### Tu objetivo
Desplaza las coordenadas de las respuestas sumando 79 a cada número en el tramo del listado que va desde la línea que contiene "the sign post." hasta la que contiene "x=120 y=115", ambas incluidas. Reproduce solo esas líneas, completas y con los valores nuevos.

### Datos registrados
# # #

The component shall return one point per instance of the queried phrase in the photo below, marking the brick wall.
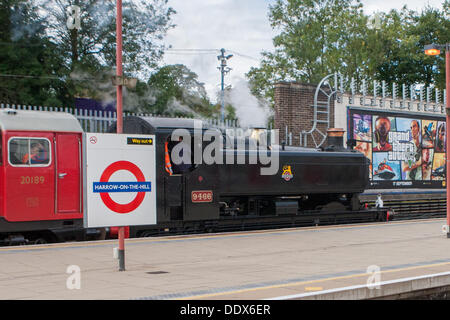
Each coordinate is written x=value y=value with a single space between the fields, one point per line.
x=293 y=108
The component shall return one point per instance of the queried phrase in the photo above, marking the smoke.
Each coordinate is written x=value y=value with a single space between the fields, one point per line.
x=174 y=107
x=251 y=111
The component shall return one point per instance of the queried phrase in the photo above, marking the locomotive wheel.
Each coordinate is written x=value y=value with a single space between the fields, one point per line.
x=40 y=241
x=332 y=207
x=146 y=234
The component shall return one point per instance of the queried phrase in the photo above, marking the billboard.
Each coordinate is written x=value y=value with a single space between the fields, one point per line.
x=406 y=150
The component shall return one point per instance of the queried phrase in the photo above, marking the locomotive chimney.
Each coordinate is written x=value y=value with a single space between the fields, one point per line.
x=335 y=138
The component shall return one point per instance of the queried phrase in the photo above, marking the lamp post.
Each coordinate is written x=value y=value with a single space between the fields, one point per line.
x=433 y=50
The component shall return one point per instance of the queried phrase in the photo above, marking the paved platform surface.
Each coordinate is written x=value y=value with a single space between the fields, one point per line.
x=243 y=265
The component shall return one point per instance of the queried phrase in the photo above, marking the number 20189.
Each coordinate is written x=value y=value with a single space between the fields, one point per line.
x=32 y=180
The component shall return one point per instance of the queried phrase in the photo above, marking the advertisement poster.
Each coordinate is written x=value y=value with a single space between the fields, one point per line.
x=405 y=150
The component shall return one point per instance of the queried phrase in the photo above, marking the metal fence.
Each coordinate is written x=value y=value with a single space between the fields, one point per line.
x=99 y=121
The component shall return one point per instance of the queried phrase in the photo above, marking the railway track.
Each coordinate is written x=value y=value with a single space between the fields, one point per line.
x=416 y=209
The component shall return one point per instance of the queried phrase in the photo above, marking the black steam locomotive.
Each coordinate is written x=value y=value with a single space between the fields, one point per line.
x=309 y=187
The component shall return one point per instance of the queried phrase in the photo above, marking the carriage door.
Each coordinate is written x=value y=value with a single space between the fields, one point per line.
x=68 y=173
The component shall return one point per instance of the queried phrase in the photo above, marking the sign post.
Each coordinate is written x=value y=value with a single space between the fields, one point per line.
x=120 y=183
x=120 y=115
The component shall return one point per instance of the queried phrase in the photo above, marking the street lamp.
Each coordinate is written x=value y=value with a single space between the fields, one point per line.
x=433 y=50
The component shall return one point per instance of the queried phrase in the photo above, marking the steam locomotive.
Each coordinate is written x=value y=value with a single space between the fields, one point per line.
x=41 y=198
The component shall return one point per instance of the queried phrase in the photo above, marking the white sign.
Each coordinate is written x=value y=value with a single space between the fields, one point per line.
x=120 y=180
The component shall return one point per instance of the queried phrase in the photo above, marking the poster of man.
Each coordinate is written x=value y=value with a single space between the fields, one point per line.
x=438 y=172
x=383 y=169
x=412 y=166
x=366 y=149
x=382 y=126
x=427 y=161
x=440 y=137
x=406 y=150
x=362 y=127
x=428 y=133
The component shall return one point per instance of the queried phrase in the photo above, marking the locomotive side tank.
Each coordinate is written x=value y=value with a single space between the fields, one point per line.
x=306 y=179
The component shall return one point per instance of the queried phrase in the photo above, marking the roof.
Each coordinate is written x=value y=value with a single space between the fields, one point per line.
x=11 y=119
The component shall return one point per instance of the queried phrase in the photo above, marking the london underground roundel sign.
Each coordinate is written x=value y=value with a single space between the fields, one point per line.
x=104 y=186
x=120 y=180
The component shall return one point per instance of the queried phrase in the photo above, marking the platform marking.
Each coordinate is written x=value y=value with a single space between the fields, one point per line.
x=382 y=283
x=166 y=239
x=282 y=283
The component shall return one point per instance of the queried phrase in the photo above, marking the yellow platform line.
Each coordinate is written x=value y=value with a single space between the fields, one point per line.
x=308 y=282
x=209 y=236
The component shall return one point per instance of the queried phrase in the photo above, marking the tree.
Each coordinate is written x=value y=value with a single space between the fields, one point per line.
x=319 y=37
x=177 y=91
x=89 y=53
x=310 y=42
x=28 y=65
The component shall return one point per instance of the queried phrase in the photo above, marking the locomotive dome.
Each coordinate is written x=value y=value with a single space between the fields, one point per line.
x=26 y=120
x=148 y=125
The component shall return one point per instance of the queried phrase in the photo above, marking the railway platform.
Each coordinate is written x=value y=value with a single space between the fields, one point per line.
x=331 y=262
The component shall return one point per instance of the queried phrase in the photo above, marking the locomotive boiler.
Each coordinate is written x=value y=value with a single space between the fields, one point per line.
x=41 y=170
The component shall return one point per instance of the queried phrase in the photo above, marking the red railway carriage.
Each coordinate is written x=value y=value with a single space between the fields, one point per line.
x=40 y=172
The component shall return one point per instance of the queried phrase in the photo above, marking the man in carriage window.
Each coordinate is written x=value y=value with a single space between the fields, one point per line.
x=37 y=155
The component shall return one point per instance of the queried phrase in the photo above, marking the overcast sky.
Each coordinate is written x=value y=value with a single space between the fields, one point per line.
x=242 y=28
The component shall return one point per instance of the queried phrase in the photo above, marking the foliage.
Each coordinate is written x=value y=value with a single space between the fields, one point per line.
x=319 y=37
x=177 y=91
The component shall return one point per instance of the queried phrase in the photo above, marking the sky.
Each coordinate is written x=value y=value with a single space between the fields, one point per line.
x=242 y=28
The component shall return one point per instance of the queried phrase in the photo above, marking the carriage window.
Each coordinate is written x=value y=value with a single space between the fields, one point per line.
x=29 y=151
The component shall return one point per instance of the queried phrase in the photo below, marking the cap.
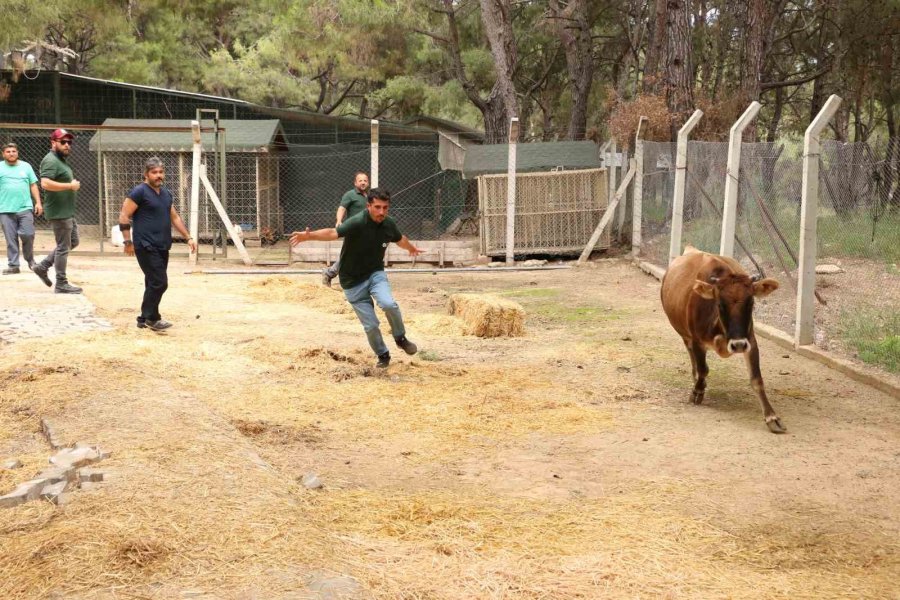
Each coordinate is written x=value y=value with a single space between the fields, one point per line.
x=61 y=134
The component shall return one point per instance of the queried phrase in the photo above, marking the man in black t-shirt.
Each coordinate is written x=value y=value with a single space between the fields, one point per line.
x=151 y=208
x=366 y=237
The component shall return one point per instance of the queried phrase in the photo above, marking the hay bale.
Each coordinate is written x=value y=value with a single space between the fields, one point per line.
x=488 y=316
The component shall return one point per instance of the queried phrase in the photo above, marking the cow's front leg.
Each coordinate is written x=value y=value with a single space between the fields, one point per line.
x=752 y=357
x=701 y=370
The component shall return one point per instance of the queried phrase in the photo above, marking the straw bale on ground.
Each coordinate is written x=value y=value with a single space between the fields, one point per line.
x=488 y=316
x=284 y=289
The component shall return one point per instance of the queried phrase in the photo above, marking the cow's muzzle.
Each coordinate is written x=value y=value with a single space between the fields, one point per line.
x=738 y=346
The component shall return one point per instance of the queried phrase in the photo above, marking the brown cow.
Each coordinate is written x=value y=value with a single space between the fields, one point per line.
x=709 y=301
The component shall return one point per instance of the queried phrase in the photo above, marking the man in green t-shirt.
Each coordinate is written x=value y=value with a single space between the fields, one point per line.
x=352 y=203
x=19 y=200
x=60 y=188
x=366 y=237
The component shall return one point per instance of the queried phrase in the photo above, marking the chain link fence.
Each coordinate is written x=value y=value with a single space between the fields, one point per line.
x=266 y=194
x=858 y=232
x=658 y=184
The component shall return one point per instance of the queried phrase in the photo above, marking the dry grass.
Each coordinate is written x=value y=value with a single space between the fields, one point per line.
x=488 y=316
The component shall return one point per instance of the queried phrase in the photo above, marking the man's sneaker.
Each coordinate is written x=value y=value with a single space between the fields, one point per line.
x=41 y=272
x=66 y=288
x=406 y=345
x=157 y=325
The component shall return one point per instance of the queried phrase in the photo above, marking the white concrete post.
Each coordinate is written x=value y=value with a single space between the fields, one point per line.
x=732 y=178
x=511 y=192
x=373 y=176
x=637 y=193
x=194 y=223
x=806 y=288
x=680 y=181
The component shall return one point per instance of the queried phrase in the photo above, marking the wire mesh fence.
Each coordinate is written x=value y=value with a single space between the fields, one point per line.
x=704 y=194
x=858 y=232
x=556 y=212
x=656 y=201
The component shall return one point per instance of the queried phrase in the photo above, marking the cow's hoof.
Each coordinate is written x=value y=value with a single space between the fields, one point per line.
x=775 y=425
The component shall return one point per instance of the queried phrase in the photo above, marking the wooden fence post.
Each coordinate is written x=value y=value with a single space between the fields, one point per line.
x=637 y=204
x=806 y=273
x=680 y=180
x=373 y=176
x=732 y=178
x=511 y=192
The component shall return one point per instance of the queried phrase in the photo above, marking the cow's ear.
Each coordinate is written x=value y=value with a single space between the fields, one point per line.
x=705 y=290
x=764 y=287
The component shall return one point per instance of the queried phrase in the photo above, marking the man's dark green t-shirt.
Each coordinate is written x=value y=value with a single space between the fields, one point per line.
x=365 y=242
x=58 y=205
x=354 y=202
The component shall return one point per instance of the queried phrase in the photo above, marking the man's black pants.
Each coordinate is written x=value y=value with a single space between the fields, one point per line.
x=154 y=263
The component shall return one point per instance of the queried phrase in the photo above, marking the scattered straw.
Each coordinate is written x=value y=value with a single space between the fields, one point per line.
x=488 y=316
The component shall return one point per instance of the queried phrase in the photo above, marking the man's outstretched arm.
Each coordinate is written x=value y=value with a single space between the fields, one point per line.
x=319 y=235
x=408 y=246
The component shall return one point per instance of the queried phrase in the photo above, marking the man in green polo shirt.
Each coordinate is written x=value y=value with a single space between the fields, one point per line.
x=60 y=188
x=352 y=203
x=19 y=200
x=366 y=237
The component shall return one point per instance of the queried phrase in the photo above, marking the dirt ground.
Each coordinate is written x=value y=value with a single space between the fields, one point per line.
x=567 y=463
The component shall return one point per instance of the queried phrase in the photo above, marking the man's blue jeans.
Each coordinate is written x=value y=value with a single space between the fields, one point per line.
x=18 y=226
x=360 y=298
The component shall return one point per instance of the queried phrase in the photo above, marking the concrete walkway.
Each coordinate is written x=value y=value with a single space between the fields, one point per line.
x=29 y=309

# # #

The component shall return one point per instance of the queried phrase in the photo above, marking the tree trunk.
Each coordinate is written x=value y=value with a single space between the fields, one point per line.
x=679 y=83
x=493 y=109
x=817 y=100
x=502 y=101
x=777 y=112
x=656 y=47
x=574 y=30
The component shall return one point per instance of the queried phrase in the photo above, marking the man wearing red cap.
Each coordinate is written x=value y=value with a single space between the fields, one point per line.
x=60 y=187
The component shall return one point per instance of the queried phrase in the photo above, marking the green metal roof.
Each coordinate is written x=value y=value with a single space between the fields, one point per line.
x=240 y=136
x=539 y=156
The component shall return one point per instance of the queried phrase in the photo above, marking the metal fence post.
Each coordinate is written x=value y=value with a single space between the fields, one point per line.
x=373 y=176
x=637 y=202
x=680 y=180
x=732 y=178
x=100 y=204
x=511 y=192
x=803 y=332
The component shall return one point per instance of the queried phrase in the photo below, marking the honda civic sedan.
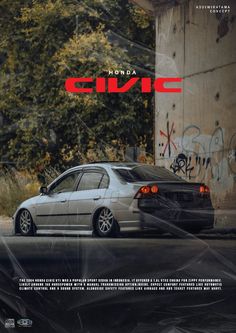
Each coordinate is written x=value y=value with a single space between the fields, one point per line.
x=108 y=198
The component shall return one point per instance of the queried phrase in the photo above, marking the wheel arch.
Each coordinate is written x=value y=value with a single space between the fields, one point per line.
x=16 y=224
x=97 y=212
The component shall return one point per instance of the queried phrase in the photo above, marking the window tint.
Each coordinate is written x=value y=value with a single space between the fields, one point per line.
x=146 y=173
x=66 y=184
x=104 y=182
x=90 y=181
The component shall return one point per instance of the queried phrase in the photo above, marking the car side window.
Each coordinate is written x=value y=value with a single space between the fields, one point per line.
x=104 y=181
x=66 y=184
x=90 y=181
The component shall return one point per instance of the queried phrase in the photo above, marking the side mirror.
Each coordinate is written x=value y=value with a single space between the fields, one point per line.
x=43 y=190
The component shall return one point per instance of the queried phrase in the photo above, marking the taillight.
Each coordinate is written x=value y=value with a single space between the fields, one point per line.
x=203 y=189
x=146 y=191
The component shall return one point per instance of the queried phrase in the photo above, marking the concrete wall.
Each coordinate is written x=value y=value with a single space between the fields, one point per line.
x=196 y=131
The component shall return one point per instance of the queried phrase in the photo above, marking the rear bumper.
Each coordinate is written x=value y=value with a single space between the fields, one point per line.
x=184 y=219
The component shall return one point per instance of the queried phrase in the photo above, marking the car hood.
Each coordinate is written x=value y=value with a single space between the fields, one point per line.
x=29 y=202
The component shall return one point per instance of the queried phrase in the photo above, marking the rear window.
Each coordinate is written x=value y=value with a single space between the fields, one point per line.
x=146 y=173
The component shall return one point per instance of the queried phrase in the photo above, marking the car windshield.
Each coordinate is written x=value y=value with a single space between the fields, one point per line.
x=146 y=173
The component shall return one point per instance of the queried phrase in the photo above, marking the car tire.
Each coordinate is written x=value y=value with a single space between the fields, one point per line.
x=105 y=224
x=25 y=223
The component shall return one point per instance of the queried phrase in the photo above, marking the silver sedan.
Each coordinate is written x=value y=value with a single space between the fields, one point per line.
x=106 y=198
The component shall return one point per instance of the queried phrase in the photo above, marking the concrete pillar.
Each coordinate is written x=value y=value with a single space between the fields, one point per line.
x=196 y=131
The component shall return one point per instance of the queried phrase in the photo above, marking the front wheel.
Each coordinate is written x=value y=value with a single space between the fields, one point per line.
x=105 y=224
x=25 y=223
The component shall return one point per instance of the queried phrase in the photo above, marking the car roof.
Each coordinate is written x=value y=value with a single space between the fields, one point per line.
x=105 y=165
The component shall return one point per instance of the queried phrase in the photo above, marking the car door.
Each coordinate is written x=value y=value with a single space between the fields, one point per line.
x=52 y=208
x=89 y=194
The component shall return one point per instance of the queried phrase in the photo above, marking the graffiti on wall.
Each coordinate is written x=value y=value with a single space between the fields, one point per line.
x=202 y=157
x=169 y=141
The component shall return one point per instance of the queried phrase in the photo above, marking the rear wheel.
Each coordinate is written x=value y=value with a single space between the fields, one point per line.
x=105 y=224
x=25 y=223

# # #

### Problema resuelto
The component shall return one point per instance of the queried phrase in the photo above, marking the sign post.
Each coordinate is written x=value y=value with a single space between the fields, one point per line.
x=199 y=262
x=199 y=194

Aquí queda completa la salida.